━━━━━ Text passage ━━━━━
But Santanyana thought of religion not as truth, but as poetry. And he was an observer of athletes, not an athlete himself. He had come up with a poetic phrase and missed the point. And so had I. But fortunately, now I knew the answer. I looked at the reporter and said, “Running is like Alaska. Running is not a religion, it is a place.”

This idea had been germinating in my head during the flight from Seattle. I had read an account of a seven-month stay in a Trappist monastery by Father Henri Nouwen, a Belgian priest well known in literary and academic circles. His book, A Genesee Diary, gave me a new insight into the true nature of the running life.

Nouwen’s problems are remarkably similar to mine. The things that drove him to retire to the monastery are the same as those that plague me day after day. He was caught in an ascending spiral of activity. Each talk, each article, each book, ignited requests for more talks and articles and books, every ring of the phone another demand on his time.
━━━━━ Entries supplied ━━━━━
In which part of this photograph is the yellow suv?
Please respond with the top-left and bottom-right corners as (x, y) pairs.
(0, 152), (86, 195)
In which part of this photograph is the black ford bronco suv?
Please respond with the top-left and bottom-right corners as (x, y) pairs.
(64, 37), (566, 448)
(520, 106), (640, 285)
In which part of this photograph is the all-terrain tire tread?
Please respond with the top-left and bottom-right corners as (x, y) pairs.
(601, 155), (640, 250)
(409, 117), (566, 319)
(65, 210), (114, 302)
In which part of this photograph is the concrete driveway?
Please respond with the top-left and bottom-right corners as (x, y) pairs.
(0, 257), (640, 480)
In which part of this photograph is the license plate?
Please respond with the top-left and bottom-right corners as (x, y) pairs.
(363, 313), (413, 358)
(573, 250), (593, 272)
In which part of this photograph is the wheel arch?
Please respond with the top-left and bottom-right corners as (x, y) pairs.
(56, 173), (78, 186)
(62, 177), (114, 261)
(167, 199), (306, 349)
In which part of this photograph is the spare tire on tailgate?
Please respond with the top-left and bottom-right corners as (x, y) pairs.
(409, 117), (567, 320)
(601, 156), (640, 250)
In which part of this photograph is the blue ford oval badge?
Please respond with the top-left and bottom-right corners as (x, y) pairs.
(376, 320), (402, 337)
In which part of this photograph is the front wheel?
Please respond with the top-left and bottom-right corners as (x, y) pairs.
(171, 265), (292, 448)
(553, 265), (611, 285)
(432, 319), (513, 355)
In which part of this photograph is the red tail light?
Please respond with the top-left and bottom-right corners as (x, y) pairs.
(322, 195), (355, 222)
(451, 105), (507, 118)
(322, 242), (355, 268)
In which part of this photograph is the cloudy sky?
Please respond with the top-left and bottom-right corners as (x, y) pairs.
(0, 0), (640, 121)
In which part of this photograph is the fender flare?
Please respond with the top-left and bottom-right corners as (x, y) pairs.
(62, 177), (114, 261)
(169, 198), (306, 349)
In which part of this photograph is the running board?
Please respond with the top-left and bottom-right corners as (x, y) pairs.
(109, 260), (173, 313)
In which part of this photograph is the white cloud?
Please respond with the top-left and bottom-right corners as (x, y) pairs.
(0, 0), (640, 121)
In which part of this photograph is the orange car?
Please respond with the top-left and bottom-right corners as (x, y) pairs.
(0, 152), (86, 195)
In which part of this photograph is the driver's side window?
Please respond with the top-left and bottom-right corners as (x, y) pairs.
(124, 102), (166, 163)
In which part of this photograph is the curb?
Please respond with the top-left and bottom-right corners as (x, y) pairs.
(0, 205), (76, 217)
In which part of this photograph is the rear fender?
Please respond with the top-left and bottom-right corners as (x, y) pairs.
━━━━━
Instructions
1. Does the passage on running agree with each statement below? Answer yes or no for each, quoting the words from the passage that decide it.
(a) Santayana is described as an athlete himself.
(b) Nouwen spent seven months in a Trappist monastery.
(c) The speaker tells the reporter that running is a religion.
2. Write what comes next in the passage on running, continuing from its final sentence.
The saved entries are separate material, unrelated to the passage on running.

Your responses
1.
(a) No: "he was an observer of athletes, not an athlete himself."
(b) Yes: "a seven-month stay in a Trappist monastery"
(c) No: "Running is not a religion, it is a place."

2.
This way of life is addictive. Withdrawal symptoms occur whenever requests and letters and compliments diminish or cease. So the victim has little choice except to continue and even escalate the activity.

“While complaining of too many demands,” Nouwen writes, “I felt uneasy when none were made. While speaking of the burden of letter writing, an empty mailbox made me sad. While fretting about my lecture tours, I felt disappointed when there were no invitations. While desiring to be alone, I was afraid to be alone.”

The priest who had been teaching and lecturing and writing about the importance of solitude, inner freedom, and peace of mind had become a prisoner, locked into unceasing activity.

Finally he made the decision to step back. The time had come, he said, to restore some solitude, some stillness, some isolation to his life. He needed to take a long look at himself and his role in preaching the word of God. So he took a leave of absence and entered the Trappist monastery at Genesee, near Rochester, New York. It was, he found, a perfect place to retreat and restore himself.

The monastery is a place for the body. Father Nouwen was assigned to work in the bakery, helping to make bread, the monks' commercial enterprise. Later, he was chosen to gather stones to build a new chapel.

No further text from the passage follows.